TO DO: Pick out and copy each line below that contains the word "window".

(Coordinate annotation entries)
## START

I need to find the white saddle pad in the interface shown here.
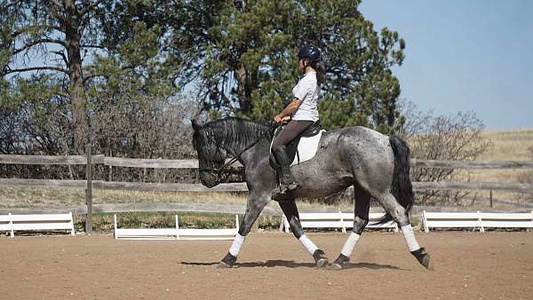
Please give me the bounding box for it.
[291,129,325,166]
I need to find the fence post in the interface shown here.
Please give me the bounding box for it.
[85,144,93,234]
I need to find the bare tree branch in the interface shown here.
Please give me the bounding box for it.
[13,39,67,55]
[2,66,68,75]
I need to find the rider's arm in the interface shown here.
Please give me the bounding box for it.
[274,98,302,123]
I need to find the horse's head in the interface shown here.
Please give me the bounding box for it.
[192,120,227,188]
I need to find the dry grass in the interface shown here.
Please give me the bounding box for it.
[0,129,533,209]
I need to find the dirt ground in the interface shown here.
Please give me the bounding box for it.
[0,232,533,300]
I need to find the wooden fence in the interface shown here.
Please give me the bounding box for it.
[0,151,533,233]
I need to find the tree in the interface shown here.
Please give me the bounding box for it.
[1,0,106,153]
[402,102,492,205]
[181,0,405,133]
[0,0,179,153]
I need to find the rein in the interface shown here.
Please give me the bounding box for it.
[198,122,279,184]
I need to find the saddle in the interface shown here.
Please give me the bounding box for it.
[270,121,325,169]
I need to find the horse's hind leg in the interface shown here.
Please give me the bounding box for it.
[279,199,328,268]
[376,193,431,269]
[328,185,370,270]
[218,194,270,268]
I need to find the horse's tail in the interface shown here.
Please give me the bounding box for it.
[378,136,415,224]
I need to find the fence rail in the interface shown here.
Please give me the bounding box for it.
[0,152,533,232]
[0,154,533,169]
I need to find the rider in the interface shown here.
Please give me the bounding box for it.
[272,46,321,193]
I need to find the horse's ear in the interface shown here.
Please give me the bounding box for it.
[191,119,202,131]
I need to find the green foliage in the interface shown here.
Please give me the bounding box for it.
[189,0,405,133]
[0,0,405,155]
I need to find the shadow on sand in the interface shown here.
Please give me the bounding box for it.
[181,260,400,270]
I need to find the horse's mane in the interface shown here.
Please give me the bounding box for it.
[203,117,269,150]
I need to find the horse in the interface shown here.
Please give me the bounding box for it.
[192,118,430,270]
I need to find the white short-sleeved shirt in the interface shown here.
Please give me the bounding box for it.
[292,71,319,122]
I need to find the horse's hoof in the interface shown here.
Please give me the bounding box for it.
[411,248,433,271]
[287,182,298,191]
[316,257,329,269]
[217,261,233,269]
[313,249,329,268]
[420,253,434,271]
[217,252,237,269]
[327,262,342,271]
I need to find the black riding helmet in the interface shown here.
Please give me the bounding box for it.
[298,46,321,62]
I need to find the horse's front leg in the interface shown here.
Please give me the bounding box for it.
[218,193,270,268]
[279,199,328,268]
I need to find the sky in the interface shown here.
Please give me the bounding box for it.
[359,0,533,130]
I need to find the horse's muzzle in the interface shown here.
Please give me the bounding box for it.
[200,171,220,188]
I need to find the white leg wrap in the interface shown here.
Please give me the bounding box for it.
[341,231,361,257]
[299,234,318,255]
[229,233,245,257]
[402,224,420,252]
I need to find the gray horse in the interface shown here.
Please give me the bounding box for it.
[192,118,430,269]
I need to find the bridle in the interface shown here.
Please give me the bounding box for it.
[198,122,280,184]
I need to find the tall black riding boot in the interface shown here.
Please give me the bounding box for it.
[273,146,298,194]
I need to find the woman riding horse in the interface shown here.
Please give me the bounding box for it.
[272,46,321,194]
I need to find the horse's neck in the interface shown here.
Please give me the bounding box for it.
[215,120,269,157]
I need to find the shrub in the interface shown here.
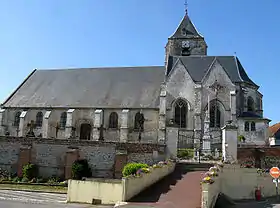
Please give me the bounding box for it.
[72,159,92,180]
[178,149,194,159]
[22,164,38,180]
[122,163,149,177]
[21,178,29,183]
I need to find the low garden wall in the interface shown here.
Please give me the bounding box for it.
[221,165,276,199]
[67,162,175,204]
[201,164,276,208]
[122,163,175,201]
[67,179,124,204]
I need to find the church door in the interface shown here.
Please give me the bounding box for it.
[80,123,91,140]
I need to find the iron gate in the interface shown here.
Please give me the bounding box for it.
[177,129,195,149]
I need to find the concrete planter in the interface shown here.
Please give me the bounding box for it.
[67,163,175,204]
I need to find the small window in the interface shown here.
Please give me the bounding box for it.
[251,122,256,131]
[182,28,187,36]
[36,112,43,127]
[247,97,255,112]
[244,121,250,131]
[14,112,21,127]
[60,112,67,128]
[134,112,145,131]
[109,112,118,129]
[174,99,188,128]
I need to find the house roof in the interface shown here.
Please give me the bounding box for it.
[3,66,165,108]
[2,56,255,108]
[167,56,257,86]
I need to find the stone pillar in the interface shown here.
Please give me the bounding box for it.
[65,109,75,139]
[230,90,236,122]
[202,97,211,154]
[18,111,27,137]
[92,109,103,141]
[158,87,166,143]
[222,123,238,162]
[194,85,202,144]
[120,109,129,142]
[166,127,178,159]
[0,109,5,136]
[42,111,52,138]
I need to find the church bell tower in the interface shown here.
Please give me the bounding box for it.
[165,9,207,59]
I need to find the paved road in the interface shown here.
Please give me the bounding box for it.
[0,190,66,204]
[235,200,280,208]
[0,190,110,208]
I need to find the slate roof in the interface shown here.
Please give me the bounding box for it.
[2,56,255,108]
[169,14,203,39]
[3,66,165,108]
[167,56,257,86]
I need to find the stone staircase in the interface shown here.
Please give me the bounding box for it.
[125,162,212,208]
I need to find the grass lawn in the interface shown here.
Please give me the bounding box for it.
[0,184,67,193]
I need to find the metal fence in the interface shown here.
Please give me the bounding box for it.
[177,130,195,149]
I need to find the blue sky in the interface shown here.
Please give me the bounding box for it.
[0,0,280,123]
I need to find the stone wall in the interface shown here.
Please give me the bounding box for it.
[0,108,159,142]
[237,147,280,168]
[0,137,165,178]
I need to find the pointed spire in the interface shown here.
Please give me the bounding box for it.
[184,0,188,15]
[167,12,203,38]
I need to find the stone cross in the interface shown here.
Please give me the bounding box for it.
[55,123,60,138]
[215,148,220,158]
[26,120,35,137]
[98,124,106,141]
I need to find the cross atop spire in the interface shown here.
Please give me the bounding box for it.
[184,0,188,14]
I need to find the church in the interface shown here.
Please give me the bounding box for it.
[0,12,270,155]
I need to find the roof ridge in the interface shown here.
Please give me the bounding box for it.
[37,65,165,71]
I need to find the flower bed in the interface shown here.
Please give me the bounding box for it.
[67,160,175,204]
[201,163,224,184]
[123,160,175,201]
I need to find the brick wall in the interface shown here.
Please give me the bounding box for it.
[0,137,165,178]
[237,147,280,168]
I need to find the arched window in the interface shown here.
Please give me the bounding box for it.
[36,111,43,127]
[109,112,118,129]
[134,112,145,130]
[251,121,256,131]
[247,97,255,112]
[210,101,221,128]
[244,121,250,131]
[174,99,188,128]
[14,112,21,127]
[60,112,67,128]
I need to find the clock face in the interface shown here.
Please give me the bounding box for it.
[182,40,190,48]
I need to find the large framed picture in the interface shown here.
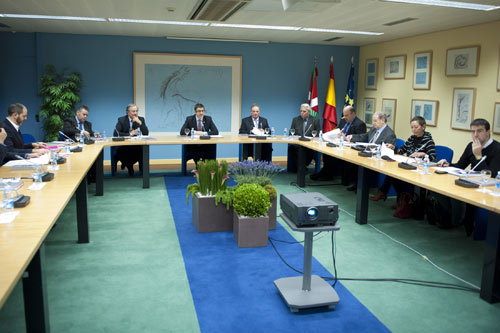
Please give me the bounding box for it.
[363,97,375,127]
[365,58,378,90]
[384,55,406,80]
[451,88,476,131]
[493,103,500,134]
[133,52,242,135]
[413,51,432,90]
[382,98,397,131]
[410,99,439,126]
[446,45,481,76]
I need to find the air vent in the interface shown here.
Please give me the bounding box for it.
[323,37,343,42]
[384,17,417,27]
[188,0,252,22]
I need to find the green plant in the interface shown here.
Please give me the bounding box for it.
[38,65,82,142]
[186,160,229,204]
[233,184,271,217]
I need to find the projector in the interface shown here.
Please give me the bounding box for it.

## END

WRITTEN ANSWER:
I need to find the small window in the interface shown here.
I need to find the arched window in the interface shown here.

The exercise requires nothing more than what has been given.